- **Given task**
Rewrite every line of the listing with "instance" swapped for "occurrence" wherever it occurs, changing nothing else.

- **Data to process**
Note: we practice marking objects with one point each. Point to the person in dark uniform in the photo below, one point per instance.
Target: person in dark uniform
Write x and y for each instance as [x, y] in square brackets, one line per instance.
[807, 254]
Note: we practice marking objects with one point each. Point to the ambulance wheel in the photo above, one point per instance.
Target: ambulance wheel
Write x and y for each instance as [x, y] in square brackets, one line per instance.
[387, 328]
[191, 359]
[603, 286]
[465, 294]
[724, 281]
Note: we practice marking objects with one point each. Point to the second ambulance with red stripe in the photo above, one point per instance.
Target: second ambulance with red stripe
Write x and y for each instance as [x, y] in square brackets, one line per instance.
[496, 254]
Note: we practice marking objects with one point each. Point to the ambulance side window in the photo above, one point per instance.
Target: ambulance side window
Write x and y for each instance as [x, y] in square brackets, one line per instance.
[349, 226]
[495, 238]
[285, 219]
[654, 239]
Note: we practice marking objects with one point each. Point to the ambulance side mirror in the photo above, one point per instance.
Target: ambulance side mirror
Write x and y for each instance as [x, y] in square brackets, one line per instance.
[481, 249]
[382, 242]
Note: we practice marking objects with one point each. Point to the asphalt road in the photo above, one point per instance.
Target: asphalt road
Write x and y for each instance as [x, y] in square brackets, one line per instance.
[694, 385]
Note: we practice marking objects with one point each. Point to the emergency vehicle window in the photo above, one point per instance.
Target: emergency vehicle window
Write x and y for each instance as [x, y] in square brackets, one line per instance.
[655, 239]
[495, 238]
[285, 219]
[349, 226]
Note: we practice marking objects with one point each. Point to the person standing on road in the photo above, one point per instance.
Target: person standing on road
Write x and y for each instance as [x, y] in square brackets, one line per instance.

- **Solution to this problem**
Note: we practice marking objects with one point each. Point to the person in dark uniform in the photo below, one point per occurrence.
Target: person in dark uniform
Write x and y for each occurrence as [x, y] in square brackets, one line per occurrence.
[807, 254]
Note: we practice marking objects with one point each. Point to the ambulance wheel in the photo above, one point per occurrence.
Target: ambulance wheel
Write x and y for each occurrence as [x, y] in square brackets, one line per occurrence.
[387, 328]
[191, 359]
[603, 286]
[465, 294]
[724, 281]
Note: we practice marking objects with one point each. Point to the second ambulance with red stripe in the photo above, one point per occurrence.
Target: second ambulance with red stripe
Write x and y for each occurrence as [x, y] in square brackets, one line per occurrence.
[496, 254]
Note: we practice marking objects with one point each. Point to the ambulance side window in the photo above, one point per occurrence.
Target: ambulance side window
Write x and y for each occurrence as [x, y] in square brackets, one line per occurrence.
[349, 226]
[495, 238]
[285, 219]
[654, 239]
Note: we practice marking objects with one point each. Point to the ambulance side mirror in the photo above, one point per occurrence.
Target: ambulance side mirror
Write x and y for each occurrence as [x, y] in square brackets, one line per occurrence.
[481, 249]
[382, 242]
Note: we practice marking objects with one point each. Point to the asphalt road in the photo above, one point per occurrence.
Target: asphalt road
Write x and y for each occurrence as [x, y] in square brackets, one line per occurrence.
[694, 385]
Note: we practice marking objects with one point each. Point to the emergency vehicle window in the photo above, one point per occurrence.
Target: emergency vehicle window
Write x and y for each occurrence as [x, y] in square brackets, one line per occurrence.
[655, 239]
[495, 238]
[285, 219]
[349, 226]
Note: we practice marking objects with one point each. Point to the person standing on road in the photo above, one point per occurrence.
Target: person standing on road
Write x and y for each occurrence as [x, y] in square brackets, one line per occurrence.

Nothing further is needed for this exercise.